Location identification entries

□ □ □ □

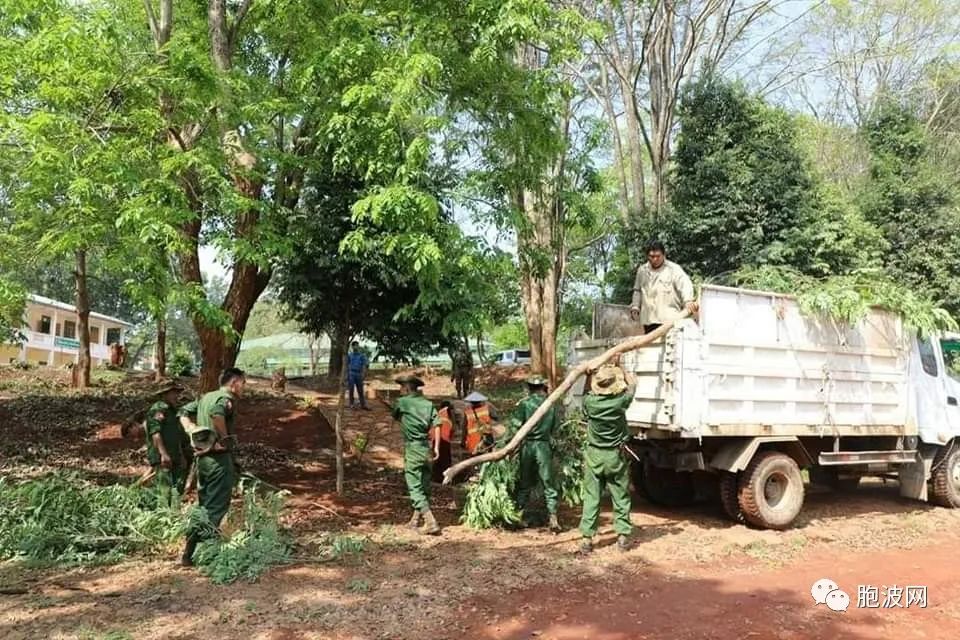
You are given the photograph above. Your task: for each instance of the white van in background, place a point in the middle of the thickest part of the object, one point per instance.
(512, 358)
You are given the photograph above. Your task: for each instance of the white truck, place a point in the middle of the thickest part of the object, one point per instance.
(753, 391)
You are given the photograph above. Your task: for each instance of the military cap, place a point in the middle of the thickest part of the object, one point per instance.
(411, 380)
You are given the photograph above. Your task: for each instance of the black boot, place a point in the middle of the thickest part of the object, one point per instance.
(186, 559)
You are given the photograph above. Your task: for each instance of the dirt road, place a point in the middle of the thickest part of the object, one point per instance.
(692, 574)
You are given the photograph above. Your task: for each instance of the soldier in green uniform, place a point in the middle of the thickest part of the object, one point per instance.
(536, 457)
(604, 463)
(210, 424)
(167, 446)
(417, 416)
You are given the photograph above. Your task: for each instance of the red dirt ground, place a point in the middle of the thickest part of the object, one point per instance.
(691, 575)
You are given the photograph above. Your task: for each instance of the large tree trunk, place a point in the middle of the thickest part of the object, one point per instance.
(82, 369)
(161, 359)
(343, 344)
(338, 351)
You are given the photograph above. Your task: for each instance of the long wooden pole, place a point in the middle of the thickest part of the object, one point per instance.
(568, 382)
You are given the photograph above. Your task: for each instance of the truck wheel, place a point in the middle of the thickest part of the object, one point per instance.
(667, 487)
(770, 492)
(728, 496)
(946, 478)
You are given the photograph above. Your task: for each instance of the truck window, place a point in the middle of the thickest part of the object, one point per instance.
(927, 356)
(951, 357)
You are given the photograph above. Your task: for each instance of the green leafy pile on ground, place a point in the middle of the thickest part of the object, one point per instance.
(490, 500)
(848, 298)
(63, 519)
(257, 543)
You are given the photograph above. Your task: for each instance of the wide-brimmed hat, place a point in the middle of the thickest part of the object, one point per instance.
(411, 380)
(608, 381)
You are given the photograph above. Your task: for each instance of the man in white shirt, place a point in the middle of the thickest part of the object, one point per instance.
(661, 291)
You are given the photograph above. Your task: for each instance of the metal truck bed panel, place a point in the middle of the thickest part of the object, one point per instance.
(754, 363)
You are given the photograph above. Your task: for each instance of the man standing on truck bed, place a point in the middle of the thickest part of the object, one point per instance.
(661, 291)
(604, 462)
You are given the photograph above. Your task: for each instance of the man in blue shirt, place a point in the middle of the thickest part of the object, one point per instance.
(356, 371)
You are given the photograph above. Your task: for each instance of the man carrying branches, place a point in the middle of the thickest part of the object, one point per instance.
(604, 463)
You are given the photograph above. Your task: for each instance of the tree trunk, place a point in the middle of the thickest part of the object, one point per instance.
(343, 343)
(338, 352)
(82, 370)
(557, 394)
(161, 346)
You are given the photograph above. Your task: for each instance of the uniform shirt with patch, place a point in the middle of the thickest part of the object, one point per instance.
(162, 419)
(215, 403)
(416, 415)
(607, 418)
(661, 293)
(543, 430)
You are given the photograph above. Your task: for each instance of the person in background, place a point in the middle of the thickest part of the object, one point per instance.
(417, 417)
(604, 461)
(167, 447)
(357, 364)
(661, 291)
(444, 452)
(478, 419)
(209, 422)
(536, 457)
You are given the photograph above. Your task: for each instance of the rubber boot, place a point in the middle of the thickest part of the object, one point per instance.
(554, 524)
(186, 560)
(430, 526)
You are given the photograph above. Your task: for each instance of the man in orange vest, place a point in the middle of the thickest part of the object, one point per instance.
(479, 417)
(445, 459)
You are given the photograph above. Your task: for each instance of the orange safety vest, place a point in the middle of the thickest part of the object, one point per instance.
(446, 426)
(478, 425)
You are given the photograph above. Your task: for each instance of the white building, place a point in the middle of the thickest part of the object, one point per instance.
(52, 338)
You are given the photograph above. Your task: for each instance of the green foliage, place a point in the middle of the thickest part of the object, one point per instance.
(848, 298)
(490, 500)
(257, 544)
(181, 363)
(914, 201)
(63, 519)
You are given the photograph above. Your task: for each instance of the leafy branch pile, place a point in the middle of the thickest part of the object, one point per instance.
(490, 500)
(848, 298)
(258, 543)
(63, 519)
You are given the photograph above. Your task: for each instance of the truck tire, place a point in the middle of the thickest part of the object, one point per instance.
(728, 497)
(946, 478)
(667, 487)
(770, 492)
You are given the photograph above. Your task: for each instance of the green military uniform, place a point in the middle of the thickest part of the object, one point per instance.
(536, 457)
(417, 416)
(216, 474)
(604, 462)
(162, 419)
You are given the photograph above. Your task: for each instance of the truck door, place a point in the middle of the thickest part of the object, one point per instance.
(950, 350)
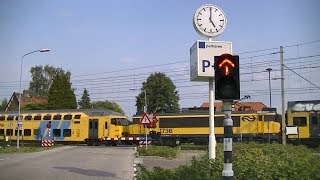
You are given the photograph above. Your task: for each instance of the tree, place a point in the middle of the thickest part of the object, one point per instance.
(61, 95)
(3, 104)
(42, 79)
(85, 103)
(161, 95)
(108, 105)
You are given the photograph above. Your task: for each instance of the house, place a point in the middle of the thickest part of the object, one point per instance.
(26, 98)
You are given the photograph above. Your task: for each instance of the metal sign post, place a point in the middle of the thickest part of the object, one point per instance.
(227, 172)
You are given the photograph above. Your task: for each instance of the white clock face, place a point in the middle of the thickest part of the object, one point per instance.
(209, 20)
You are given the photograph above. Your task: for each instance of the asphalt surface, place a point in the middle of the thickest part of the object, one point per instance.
(150, 162)
(69, 162)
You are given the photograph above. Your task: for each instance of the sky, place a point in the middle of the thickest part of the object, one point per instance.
(111, 47)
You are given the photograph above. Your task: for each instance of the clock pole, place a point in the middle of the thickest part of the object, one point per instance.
(212, 137)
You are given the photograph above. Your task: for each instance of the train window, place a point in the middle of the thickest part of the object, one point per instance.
(114, 121)
(56, 132)
(218, 121)
(236, 121)
(299, 121)
(9, 132)
(184, 122)
(37, 117)
(136, 121)
(57, 117)
(47, 117)
(36, 132)
(10, 118)
(67, 133)
(27, 132)
(27, 117)
(67, 117)
(16, 132)
(314, 120)
(78, 132)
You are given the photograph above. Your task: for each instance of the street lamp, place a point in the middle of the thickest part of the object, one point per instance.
(145, 99)
(19, 103)
(269, 69)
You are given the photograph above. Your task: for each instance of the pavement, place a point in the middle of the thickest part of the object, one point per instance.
(150, 162)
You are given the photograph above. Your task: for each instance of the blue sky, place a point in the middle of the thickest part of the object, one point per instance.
(105, 44)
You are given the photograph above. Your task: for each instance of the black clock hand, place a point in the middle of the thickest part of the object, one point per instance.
(210, 18)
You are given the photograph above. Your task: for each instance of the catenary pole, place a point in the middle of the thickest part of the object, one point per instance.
(227, 172)
(212, 138)
(283, 122)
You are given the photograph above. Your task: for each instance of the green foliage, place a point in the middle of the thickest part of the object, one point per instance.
(161, 95)
(3, 104)
(250, 161)
(108, 105)
(61, 95)
(35, 107)
(42, 78)
(162, 151)
(85, 103)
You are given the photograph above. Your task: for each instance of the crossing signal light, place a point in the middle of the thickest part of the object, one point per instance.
(227, 81)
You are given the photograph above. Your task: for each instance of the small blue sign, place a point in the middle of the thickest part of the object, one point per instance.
(202, 44)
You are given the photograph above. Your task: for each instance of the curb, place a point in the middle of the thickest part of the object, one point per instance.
(136, 162)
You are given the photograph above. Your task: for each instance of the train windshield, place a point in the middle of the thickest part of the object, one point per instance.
(120, 121)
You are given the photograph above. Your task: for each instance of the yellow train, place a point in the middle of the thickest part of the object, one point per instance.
(172, 129)
(304, 117)
(92, 126)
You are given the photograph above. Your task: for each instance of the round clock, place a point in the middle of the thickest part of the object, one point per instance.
(209, 20)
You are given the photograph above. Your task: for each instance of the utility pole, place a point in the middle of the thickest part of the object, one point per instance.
(212, 136)
(227, 172)
(269, 69)
(283, 129)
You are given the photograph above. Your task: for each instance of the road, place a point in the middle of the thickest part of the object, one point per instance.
(70, 162)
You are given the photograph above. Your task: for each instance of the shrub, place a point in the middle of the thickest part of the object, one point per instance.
(162, 151)
(250, 161)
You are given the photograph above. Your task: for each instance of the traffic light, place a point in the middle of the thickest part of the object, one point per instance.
(227, 81)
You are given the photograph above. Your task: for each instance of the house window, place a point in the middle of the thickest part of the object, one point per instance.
(47, 117)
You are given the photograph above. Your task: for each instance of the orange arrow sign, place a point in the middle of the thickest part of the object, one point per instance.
(226, 62)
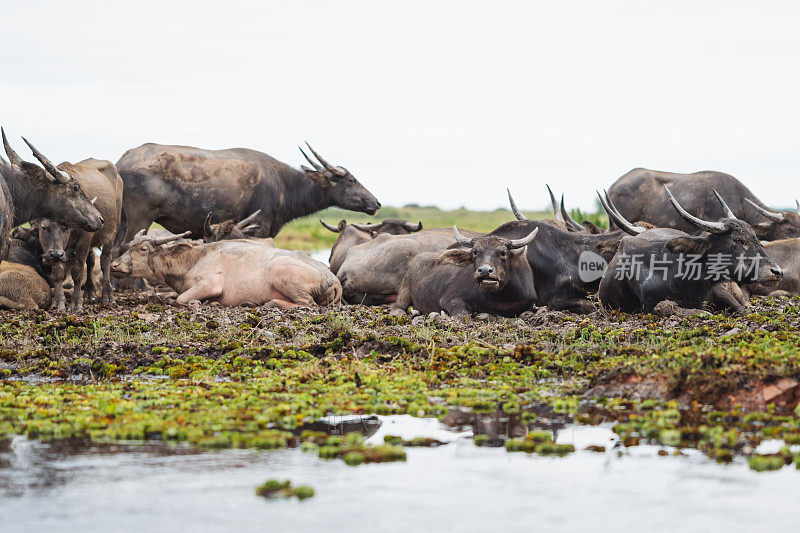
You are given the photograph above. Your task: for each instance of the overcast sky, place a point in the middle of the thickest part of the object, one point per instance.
(441, 103)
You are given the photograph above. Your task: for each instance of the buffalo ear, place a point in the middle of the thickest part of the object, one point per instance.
(689, 245)
(455, 257)
(608, 248)
(591, 228)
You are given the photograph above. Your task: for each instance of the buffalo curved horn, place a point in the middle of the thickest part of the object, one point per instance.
(514, 208)
(525, 241)
(329, 227)
(59, 175)
(616, 217)
(411, 227)
(245, 221)
(460, 239)
(711, 227)
(313, 163)
(367, 227)
(728, 212)
(568, 219)
(332, 168)
(766, 212)
(207, 224)
(12, 155)
(165, 240)
(556, 211)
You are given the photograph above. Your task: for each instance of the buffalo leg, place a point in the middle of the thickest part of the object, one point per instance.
(82, 248)
(59, 273)
(105, 267)
(722, 299)
(89, 287)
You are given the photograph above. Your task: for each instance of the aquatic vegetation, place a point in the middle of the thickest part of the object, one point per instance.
(257, 378)
(273, 488)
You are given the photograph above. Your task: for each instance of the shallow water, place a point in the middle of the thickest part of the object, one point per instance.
(457, 486)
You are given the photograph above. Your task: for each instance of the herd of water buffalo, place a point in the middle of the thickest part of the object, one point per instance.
(699, 240)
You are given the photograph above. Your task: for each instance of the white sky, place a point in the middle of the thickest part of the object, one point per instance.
(441, 103)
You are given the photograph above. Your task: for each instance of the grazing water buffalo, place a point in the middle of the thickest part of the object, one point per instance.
(28, 192)
(372, 271)
(655, 265)
(21, 287)
(101, 180)
(177, 186)
(500, 281)
(230, 229)
(638, 196)
(231, 272)
(350, 235)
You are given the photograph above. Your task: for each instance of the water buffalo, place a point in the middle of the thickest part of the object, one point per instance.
(29, 192)
(655, 265)
(786, 253)
(350, 235)
(372, 271)
(561, 218)
(101, 180)
(231, 272)
(22, 288)
(638, 196)
(177, 186)
(499, 282)
(230, 229)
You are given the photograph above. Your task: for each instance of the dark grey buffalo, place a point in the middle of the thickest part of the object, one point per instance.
(638, 196)
(372, 271)
(690, 270)
(487, 274)
(350, 235)
(178, 186)
(230, 229)
(29, 192)
(786, 253)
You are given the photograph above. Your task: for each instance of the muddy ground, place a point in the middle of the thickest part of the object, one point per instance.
(221, 377)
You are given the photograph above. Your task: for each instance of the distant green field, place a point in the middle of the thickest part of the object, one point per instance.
(308, 234)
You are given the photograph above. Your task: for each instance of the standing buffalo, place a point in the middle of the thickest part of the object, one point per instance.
(28, 192)
(650, 269)
(638, 196)
(350, 235)
(231, 272)
(101, 180)
(500, 281)
(177, 186)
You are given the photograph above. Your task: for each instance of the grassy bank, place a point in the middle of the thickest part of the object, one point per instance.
(308, 234)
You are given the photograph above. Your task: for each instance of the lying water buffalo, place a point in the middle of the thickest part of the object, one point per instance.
(231, 272)
(561, 218)
(21, 287)
(177, 186)
(230, 229)
(690, 270)
(638, 196)
(350, 235)
(28, 192)
(372, 271)
(786, 253)
(100, 180)
(499, 282)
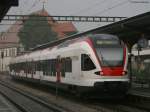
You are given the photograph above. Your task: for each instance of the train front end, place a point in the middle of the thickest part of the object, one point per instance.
(109, 64)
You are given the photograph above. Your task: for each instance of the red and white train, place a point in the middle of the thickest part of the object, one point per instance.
(93, 63)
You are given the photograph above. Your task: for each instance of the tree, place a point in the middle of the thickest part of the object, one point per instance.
(36, 32)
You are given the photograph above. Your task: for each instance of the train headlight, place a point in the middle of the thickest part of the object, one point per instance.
(124, 72)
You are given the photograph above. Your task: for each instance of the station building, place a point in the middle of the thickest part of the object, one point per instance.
(9, 40)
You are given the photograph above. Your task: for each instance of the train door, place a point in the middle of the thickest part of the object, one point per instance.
(75, 68)
(58, 69)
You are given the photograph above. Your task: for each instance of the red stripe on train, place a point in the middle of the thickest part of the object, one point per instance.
(112, 71)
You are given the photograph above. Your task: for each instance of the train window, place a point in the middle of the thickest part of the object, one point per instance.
(68, 65)
(86, 63)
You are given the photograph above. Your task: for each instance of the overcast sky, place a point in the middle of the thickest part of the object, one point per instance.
(127, 8)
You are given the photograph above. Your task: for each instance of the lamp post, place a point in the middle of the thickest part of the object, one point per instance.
(2, 56)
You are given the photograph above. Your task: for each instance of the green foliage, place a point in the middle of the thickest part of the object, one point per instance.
(35, 32)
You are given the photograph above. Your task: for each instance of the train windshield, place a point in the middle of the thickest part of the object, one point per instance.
(109, 50)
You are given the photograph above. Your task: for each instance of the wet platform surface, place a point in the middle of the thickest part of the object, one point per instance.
(6, 106)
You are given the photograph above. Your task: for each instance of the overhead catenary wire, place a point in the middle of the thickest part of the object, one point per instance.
(112, 7)
(89, 7)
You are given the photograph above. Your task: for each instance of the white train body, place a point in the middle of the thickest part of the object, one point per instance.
(76, 63)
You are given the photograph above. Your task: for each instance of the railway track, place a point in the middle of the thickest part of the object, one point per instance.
(26, 102)
(125, 105)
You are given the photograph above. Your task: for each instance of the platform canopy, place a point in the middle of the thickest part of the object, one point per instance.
(5, 6)
(130, 30)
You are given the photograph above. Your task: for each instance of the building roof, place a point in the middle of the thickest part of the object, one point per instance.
(129, 30)
(5, 6)
(11, 36)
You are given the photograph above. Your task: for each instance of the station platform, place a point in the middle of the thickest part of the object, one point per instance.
(6, 106)
(140, 90)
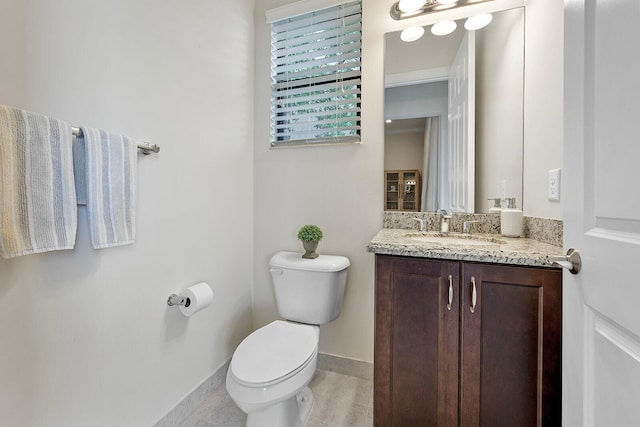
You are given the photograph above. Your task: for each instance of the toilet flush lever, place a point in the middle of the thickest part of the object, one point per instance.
(571, 261)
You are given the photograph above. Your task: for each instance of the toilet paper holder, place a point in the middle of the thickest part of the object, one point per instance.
(178, 300)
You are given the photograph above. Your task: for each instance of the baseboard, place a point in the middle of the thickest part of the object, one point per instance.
(194, 399)
(327, 362)
(343, 365)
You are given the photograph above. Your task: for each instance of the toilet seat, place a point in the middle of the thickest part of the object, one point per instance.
(274, 353)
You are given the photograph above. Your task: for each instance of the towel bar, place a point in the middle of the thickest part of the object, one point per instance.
(144, 146)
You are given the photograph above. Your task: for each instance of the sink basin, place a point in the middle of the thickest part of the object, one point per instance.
(454, 239)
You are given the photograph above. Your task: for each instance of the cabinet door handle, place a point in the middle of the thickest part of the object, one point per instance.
(474, 295)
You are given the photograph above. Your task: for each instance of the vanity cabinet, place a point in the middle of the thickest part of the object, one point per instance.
(402, 190)
(443, 360)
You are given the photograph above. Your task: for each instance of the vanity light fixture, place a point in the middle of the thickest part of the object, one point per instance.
(409, 6)
(443, 28)
(404, 9)
(411, 34)
(478, 21)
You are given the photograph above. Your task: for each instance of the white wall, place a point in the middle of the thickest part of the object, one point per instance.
(499, 108)
(338, 188)
(87, 337)
(341, 188)
(543, 123)
(404, 150)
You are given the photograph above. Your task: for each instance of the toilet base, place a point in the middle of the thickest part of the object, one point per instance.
(292, 412)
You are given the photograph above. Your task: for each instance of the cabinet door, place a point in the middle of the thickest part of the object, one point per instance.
(511, 346)
(416, 342)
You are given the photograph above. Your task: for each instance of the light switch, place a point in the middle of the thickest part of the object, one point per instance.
(554, 185)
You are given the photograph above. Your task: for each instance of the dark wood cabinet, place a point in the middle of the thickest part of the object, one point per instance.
(443, 360)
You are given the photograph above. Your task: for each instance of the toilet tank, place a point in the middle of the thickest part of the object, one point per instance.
(309, 290)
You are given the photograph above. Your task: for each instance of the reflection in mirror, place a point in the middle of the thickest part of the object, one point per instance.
(468, 149)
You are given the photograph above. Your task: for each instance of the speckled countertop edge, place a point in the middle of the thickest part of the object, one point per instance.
(515, 251)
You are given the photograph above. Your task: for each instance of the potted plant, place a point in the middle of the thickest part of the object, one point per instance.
(310, 236)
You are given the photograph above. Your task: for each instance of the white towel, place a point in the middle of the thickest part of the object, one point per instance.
(38, 210)
(109, 174)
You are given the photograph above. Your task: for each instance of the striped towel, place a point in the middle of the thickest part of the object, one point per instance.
(106, 168)
(38, 210)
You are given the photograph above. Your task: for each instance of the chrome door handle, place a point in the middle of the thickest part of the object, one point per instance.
(474, 295)
(571, 261)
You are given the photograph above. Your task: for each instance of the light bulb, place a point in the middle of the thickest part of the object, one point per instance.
(409, 6)
(478, 21)
(411, 34)
(443, 28)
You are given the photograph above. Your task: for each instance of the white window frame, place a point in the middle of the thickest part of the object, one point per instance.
(316, 73)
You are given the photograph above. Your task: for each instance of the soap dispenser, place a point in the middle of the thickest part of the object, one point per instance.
(511, 219)
(497, 205)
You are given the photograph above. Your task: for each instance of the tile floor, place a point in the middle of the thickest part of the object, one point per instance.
(340, 401)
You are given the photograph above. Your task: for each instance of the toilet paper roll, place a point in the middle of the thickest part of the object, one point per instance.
(199, 296)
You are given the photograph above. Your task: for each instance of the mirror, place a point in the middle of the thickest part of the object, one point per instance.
(466, 150)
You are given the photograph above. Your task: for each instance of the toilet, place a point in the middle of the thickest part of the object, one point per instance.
(270, 370)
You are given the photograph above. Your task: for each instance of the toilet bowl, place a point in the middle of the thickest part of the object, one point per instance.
(270, 370)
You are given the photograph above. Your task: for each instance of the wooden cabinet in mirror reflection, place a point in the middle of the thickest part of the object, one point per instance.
(402, 190)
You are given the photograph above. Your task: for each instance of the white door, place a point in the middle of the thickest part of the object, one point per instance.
(461, 170)
(601, 196)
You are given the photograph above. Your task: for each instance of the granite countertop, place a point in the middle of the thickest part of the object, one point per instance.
(490, 248)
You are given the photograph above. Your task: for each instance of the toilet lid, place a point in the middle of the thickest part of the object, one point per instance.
(274, 351)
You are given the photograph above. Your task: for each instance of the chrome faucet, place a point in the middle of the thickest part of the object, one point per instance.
(466, 226)
(423, 223)
(444, 221)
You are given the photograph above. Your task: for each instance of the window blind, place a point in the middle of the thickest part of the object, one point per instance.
(315, 76)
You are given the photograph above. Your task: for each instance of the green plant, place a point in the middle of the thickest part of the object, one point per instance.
(310, 233)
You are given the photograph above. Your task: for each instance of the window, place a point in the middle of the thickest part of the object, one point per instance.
(315, 77)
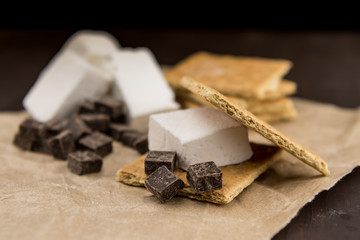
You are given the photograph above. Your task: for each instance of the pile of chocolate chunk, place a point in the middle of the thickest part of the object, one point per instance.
(85, 137)
(164, 184)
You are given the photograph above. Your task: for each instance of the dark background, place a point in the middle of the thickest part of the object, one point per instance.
(325, 50)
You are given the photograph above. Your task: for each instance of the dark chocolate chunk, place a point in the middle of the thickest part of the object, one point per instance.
(163, 184)
(41, 146)
(117, 130)
(54, 127)
(129, 138)
(23, 142)
(141, 144)
(204, 176)
(156, 159)
(113, 107)
(96, 121)
(77, 127)
(86, 106)
(84, 162)
(32, 129)
(97, 142)
(62, 144)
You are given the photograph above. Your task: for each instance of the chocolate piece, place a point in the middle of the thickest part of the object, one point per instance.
(62, 144)
(77, 127)
(23, 142)
(117, 130)
(86, 106)
(204, 176)
(156, 159)
(32, 129)
(113, 107)
(84, 162)
(96, 121)
(163, 184)
(129, 138)
(141, 144)
(97, 142)
(41, 146)
(54, 127)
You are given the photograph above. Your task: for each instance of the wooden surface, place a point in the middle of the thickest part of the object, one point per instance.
(326, 68)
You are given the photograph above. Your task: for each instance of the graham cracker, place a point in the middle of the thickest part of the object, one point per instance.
(269, 110)
(248, 77)
(249, 120)
(273, 114)
(235, 177)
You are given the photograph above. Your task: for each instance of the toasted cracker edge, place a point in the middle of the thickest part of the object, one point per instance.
(248, 119)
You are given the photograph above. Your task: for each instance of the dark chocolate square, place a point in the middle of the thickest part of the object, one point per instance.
(129, 138)
(86, 106)
(163, 184)
(113, 107)
(204, 176)
(156, 159)
(23, 142)
(54, 127)
(41, 146)
(84, 162)
(97, 142)
(96, 121)
(32, 129)
(77, 127)
(117, 130)
(62, 144)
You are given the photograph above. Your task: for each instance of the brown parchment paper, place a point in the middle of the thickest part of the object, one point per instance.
(41, 199)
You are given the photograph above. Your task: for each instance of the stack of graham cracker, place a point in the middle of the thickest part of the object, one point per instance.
(254, 83)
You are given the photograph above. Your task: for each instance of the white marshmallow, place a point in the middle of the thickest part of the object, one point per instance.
(62, 85)
(141, 84)
(200, 135)
(95, 47)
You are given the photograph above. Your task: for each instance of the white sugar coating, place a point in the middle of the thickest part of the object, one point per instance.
(65, 82)
(141, 84)
(200, 135)
(95, 47)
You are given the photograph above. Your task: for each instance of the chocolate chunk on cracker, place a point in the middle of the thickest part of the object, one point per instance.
(41, 146)
(96, 121)
(164, 184)
(32, 129)
(86, 106)
(84, 162)
(77, 127)
(54, 127)
(156, 159)
(62, 144)
(97, 142)
(23, 142)
(129, 138)
(204, 176)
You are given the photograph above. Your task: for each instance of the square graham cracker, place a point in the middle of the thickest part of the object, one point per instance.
(251, 121)
(248, 77)
(235, 177)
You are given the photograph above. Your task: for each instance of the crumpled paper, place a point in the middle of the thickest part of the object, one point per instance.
(41, 199)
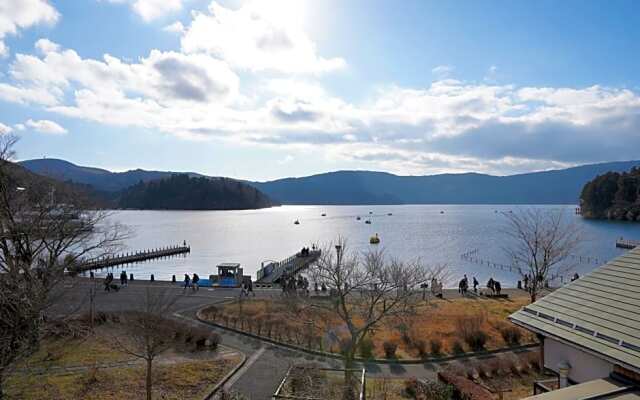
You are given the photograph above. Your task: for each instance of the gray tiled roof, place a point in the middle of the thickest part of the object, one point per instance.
(599, 312)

□ □ □ □

Task to complete
Copy out exactly the lines from the one with "of the brown" through the end of the listing, both ends included, omitting any picture.

Worked answer
You are given the photograph above. Your task: for each instance of the brown parchment paper, place a point in the middle of the thickest part of the object, one point per instance.
(41, 199)
You are given the photograph above. Your task: for each instance of the stack of graham cracker, place a point in the middle of the thickest part of the object, one point per instance.
(254, 83)
You are given the photograph above. Your task: for each instance of the white marshmallow, place a point in the middle of the thickest part of the object, one point per instance.
(62, 85)
(141, 84)
(200, 135)
(95, 47)
You are given the photograph above. Your task: for each instance of the white sugar coating, place a point in the middle of the thickest part of the object, one point per instance.
(65, 82)
(141, 84)
(200, 135)
(95, 47)
You are given the photograph above. Your task: for each instance of the chocolate chunk on cracker, place a point in the middle of the thickest part of the object, one point per instance.
(41, 146)
(96, 121)
(164, 184)
(32, 129)
(86, 106)
(84, 162)
(77, 127)
(54, 127)
(156, 159)
(62, 144)
(97, 142)
(23, 142)
(129, 138)
(204, 176)
You are given the photograph above. Your task: for each instance of the square graham cracker, place a point in the middle of the thickest part of the object, one point per instance.
(251, 121)
(248, 77)
(235, 177)
You are given the photograph above. Your task: for each instance of the crumpled paper, place a point in the middle of the thickest part of the object, one point per instance.
(41, 199)
You are given the photograph above. Your task: for each instance of the gray tiled roof, place a point in the middle of the thickest part of the object, one point per instance.
(599, 312)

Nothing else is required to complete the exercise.